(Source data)

○ ○ ○ ○ ○

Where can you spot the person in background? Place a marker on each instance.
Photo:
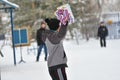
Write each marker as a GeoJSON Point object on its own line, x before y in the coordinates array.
{"type": "Point", "coordinates": [40, 42]}
{"type": "Point", "coordinates": [102, 33]}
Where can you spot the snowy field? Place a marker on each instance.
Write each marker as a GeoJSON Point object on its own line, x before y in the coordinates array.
{"type": "Point", "coordinates": [86, 61]}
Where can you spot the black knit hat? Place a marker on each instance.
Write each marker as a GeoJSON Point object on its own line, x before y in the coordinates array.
{"type": "Point", "coordinates": [52, 23]}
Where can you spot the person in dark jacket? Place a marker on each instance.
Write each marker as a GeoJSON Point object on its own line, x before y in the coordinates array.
{"type": "Point", "coordinates": [102, 33]}
{"type": "Point", "coordinates": [57, 59]}
{"type": "Point", "coordinates": [40, 42]}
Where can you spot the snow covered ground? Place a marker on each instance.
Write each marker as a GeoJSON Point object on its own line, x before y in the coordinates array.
{"type": "Point", "coordinates": [86, 61]}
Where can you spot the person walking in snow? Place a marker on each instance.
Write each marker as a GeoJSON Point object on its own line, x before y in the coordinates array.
{"type": "Point", "coordinates": [102, 33]}
{"type": "Point", "coordinates": [40, 42]}
{"type": "Point", "coordinates": [57, 59]}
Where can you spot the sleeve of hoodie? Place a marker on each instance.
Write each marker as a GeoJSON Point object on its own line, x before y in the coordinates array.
{"type": "Point", "coordinates": [56, 37]}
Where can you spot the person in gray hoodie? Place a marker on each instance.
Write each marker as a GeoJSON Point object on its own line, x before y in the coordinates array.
{"type": "Point", "coordinates": [57, 59]}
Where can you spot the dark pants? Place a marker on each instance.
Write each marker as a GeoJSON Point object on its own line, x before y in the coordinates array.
{"type": "Point", "coordinates": [103, 41]}
{"type": "Point", "coordinates": [58, 74]}
{"type": "Point", "coordinates": [39, 51]}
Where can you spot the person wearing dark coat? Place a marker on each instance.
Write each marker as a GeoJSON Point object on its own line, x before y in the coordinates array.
{"type": "Point", "coordinates": [102, 33]}
{"type": "Point", "coordinates": [57, 59]}
{"type": "Point", "coordinates": [40, 42]}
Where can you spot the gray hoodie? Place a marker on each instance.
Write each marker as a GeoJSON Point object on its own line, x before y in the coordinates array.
{"type": "Point", "coordinates": [57, 57]}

○ ○ ○ ○ ○

Set down every entry above exactly as written. Leave out all pictures.

> [Reply]
Where can you spot the person in background? Place a marker on each instance.
Photo:
Write each marker as a GeoJSON Point object on its own line, x before y in the coordinates array.
{"type": "Point", "coordinates": [40, 42]}
{"type": "Point", "coordinates": [102, 33]}
Where can you spot the snowy field? Place a marker on each instance.
Write each marker as a GeoJSON Point object on its own line, x before y in the coordinates array.
{"type": "Point", "coordinates": [86, 61]}
Where can you spot the black knit hat? Place a marker on each instance.
Write each marker as a GeoJSON Point object on its own line, x before y in the coordinates array.
{"type": "Point", "coordinates": [52, 23]}
Where can you spot the person in dark jacket? Place a marker on each instance.
Write each marker as a GeoJSON Point object on its own line, x before y in the coordinates array.
{"type": "Point", "coordinates": [102, 33]}
{"type": "Point", "coordinates": [57, 59]}
{"type": "Point", "coordinates": [40, 42]}
Where can you spot the snow covered ground? Place a marker on each instance.
Write each marker as a GeoJSON Point object on its own line, x before y in the coordinates array.
{"type": "Point", "coordinates": [86, 61]}
Where can you spot the person walking in snow? Place a marker on each instance.
Write each marker as a GeoJSON Point object on its own line, x before y in the coordinates array.
{"type": "Point", "coordinates": [102, 33]}
{"type": "Point", "coordinates": [40, 42]}
{"type": "Point", "coordinates": [57, 59]}
Where can you spot the sleeve of hoodie? Place a marker on each instance.
Write each marker as a GeoJSON Point object on its own line, x before y in the coordinates array.
{"type": "Point", "coordinates": [56, 37]}
Where can you spot the person in gray hoodie? Place a marker on each instance.
Write each marker as a GeoJSON Point object on its own line, x before y in the coordinates array.
{"type": "Point", "coordinates": [57, 59]}
Where can you spot the dark pants? Place a marker on each instance.
Write each marker as a GeoJSON Point object on its own line, x before y in the coordinates array.
{"type": "Point", "coordinates": [103, 41]}
{"type": "Point", "coordinates": [58, 74]}
{"type": "Point", "coordinates": [39, 51]}
Where can you spot the person wearing dark coat? Place a marker on each instance.
Write each marker as a GeoJSON Point object on its own line, x before y in the coordinates array.
{"type": "Point", "coordinates": [102, 33]}
{"type": "Point", "coordinates": [57, 59]}
{"type": "Point", "coordinates": [40, 42]}
Where can you spot the gray hoodie? Place a marker on each instance.
Write each marker as a GeoJSON Point object on its own line, x before y in the coordinates array.
{"type": "Point", "coordinates": [57, 57]}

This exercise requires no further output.